> _USING THE INFORMATION_:
1. Answer these questions using the MS text:
(a) In which countries has MS increased significantly in recent decades?
(b) What percentage of amalgam is mercury?
(c) In what kind of experiments were common environmental toxins shown to cause MS-like symptoms?
2. Copy the MS text from "In animal experiments, it" to "acknowledged by scientists.", and substitute "researchers" for "scientists".

> _SUPPLIED PASSAGE_:
Multiple Sclerosis (MS)
Environmental Toxins as Potential Triggers
MS has increased significantly in recent decades in the industrialized countries of the temperate zones. The disease was first discovered in the 1870s when amalgam (52% of which is mercury) was introduced as a dental material. In 1989, Ahlrot-Westerlund demonstrated that the cerebrospinal fluid of MS patients showed a 7.5-fold increase in mercury exposure. Once the highly toxic amalgam was removed from MS patients, critical blood levels improved, pathological indicators in cerebrospinal fluid decreased, and psychological symptoms such as depression, aggressiveness, and even psychotic behavior subsided.
In animal experiments, it has been conclusively proven that numerous common environmental toxins cause MS-like symptoms.
The link between MS and chronic latent bacterial and viral infections is widely acknowledged by scientists.

> _DATA EXCERPTS_:
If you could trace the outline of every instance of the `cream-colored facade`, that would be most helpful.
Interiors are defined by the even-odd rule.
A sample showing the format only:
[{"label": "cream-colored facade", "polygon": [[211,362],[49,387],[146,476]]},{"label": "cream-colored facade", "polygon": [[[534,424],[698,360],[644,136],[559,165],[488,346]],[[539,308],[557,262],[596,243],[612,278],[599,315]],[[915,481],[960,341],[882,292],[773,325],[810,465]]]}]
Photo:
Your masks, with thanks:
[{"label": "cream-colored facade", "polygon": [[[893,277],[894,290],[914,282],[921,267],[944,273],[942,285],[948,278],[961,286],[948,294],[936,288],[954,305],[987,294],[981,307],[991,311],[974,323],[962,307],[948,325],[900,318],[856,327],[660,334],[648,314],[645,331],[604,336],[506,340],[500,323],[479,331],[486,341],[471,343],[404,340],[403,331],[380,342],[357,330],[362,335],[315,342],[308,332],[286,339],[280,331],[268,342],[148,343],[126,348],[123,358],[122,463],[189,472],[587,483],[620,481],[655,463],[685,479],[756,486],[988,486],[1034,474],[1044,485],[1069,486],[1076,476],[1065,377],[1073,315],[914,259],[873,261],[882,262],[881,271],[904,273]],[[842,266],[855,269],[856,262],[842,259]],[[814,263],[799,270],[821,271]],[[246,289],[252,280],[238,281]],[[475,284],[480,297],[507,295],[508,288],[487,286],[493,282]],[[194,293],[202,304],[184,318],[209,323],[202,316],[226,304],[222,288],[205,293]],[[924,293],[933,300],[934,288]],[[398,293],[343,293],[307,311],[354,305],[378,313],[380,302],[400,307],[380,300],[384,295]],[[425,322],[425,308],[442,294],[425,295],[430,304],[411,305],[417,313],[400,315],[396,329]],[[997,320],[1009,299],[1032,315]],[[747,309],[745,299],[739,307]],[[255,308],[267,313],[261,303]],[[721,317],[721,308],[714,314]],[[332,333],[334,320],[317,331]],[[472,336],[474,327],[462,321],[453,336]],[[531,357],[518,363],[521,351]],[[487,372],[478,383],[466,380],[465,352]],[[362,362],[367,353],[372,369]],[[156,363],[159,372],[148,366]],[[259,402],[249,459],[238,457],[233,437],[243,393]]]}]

> _TASK RESPONSES_:
1.
(a) In the industrialized countries of the temperate zones.
(b) 52%.
(c) Animal experiments.

2.
In animal experiments, it has been conclusively proven that numerous common environmental toxins cause MS-like symptoms.
The link between MS and chronic latent bacterial and viral infections is widely acknowledged by researchers.